Task description: The records below should be written out again, exactly.

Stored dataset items
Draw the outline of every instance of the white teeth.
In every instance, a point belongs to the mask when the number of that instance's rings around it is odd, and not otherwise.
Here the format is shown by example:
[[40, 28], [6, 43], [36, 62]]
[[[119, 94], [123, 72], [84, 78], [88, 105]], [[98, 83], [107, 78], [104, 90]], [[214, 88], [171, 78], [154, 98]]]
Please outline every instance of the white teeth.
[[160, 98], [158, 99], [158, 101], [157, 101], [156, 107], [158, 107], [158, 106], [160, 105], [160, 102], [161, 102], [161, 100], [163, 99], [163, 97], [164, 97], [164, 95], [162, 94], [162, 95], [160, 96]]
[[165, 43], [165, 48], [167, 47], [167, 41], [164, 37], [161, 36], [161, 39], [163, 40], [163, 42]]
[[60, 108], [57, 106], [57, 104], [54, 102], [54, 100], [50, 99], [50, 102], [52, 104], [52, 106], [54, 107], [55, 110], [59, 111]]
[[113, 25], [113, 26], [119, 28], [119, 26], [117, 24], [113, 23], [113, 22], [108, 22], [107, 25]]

The response:
Draw the outline of every instance of the white teeth.
In every instance, a point belongs to the mask when the number of that instance's rings around it is odd, and not otherwise.
Here the format is shown by example:
[[40, 28], [6, 43], [36, 62]]
[[[119, 94], [123, 72], [84, 78], [88, 105]], [[98, 83], [107, 78], [104, 90]], [[214, 88], [171, 78], [154, 98]]]
Please outline every instance of the white teeth.
[[160, 98], [158, 99], [158, 101], [157, 101], [156, 107], [158, 107], [158, 106], [160, 105], [160, 102], [161, 102], [161, 100], [163, 99], [163, 97], [164, 97], [164, 95], [162, 94], [162, 95], [160, 96]]
[[165, 43], [165, 48], [167, 47], [167, 41], [164, 37], [161, 36], [161, 39], [163, 40], [163, 42]]
[[60, 108], [57, 106], [57, 104], [54, 102], [54, 100], [50, 99], [50, 102], [52, 104], [52, 106], [54, 107], [55, 110], [59, 111]]
[[113, 25], [113, 26], [119, 28], [119, 26], [117, 24], [113, 23], [113, 22], [108, 22], [107, 25]]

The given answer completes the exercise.